-------- INPUT
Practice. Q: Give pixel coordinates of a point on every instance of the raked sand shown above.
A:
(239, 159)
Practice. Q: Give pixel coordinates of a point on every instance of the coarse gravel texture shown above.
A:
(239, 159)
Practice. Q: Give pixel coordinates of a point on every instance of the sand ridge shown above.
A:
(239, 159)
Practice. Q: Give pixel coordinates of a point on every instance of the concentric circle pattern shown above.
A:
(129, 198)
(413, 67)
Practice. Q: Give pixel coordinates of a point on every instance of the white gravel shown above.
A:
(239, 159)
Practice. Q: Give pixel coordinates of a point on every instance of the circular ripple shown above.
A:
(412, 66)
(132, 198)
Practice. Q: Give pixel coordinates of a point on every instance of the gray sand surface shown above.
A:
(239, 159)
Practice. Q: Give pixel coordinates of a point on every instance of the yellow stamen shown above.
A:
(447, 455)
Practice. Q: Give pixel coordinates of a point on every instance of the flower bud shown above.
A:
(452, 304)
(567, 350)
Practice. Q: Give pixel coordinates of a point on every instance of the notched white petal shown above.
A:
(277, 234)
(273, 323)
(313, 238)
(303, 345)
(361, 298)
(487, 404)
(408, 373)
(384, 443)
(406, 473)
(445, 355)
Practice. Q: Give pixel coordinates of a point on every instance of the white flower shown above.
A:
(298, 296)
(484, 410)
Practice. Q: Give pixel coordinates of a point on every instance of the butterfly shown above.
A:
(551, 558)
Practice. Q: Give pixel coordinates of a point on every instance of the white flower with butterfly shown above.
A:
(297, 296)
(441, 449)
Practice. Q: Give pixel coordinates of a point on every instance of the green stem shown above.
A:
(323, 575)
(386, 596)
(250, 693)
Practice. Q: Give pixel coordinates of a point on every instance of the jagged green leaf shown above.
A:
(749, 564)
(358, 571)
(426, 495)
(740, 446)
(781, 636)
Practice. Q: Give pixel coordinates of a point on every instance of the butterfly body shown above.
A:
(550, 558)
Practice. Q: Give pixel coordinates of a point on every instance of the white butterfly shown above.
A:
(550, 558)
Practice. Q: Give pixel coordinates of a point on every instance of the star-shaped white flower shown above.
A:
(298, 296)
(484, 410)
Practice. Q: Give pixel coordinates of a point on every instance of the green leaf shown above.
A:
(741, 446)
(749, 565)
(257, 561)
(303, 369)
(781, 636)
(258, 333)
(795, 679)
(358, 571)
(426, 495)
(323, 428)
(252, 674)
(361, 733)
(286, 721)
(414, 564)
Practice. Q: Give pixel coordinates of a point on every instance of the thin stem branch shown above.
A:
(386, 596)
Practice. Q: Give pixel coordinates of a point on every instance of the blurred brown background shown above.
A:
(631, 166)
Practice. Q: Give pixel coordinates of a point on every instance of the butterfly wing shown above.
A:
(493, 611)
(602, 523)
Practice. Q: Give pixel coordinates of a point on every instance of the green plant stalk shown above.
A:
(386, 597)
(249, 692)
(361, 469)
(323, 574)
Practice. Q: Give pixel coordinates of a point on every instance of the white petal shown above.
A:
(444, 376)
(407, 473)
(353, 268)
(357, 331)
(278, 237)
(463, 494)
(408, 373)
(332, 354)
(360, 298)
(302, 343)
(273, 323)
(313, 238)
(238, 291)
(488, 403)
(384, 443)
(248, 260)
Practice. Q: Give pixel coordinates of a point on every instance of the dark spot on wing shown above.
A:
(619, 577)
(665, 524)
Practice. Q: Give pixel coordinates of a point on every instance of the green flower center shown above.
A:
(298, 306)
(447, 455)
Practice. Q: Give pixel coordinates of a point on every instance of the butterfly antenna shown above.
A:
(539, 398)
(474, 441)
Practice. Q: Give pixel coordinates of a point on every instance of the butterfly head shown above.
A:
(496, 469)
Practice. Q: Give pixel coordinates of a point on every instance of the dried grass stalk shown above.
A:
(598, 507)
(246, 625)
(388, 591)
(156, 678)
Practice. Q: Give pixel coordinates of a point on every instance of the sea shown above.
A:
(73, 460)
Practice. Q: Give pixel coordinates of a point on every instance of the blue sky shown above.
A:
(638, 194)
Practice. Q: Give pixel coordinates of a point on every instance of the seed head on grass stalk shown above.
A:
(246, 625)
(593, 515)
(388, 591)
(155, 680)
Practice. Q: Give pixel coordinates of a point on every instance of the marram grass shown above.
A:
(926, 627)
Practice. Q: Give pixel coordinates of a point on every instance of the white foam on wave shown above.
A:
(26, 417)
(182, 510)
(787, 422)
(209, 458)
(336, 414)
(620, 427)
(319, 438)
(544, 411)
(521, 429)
----------------
## TASK GOAL
Repeat every line starting with the one containing "background shown above." and going on through the end of the rows, and shift each point in the answers by adding 40 to both of its coordinates. Leave all other lines as they are.

## RESPONSE FOR THIS EXERCISE
Practice. Q: Give pixel coordinates of a point on every instance of the blurred brown background shown above.
A:
(671, 206)
Practice. Q: Give pixel coordinates of a point on every instance of the butterfly wing shown above.
A:
(533, 651)
(642, 563)
Practice. Q: Give pixel coordinates of a point on every instance of the green plant stalk shown above.
A:
(426, 637)
(289, 732)
(401, 509)
(363, 614)
Practice. Q: Give pixel coordinates of a point on every instance of the white petal shown above.
A:
(484, 416)
(447, 513)
(393, 308)
(397, 371)
(318, 277)
(503, 534)
(448, 413)
(372, 394)
(400, 338)
(342, 383)
(313, 363)
(353, 278)
(278, 331)
(528, 443)
(424, 483)
(288, 300)
Practice. Q: Give pixel coordinates of a point on every instance of the dark spot on wing shown above.
A:
(659, 617)
(705, 564)
Practice. Q: Give pixel coordinates of a point on every instance of the green flower center shown above.
A:
(338, 346)
(487, 495)
Practice. Q: Give pixel coordinates of a point on every instance of the butterfly antenna shown above.
A:
(579, 438)
(514, 481)
Practice. Q: Give pixel coordinates of a point on every instance of the butterfly head shown above.
A:
(536, 509)
Practice. Q: Give pixel coordinates of a point on every instance of the dried grass stalk shown above.
A:
(638, 547)
(286, 665)
(428, 631)
(196, 718)
Practice. Q: Give pixel coordinates of a point on every instance of the sea shown above.
A:
(113, 500)
Practice. Q: Give pixel coordinates of a point on every instance of the blue sky shown above.
A:
(678, 234)
Practice. Q: Give pixel coordinates of a point on every instance of the seed head on grass stalk shown above.
A:
(286, 665)
(633, 555)
(428, 631)
(195, 720)
Practice. Q: Give pixel coordinates of a point on every instance of the marram grass shown above.
A:
(966, 667)
Practice. Q: Give pixel coordinates of a point on every instance of the white foam on wave shown above.
A:
(66, 457)
(222, 550)
(827, 462)
(249, 498)
(376, 454)
(660, 467)
(359, 478)
(584, 451)
(561, 469)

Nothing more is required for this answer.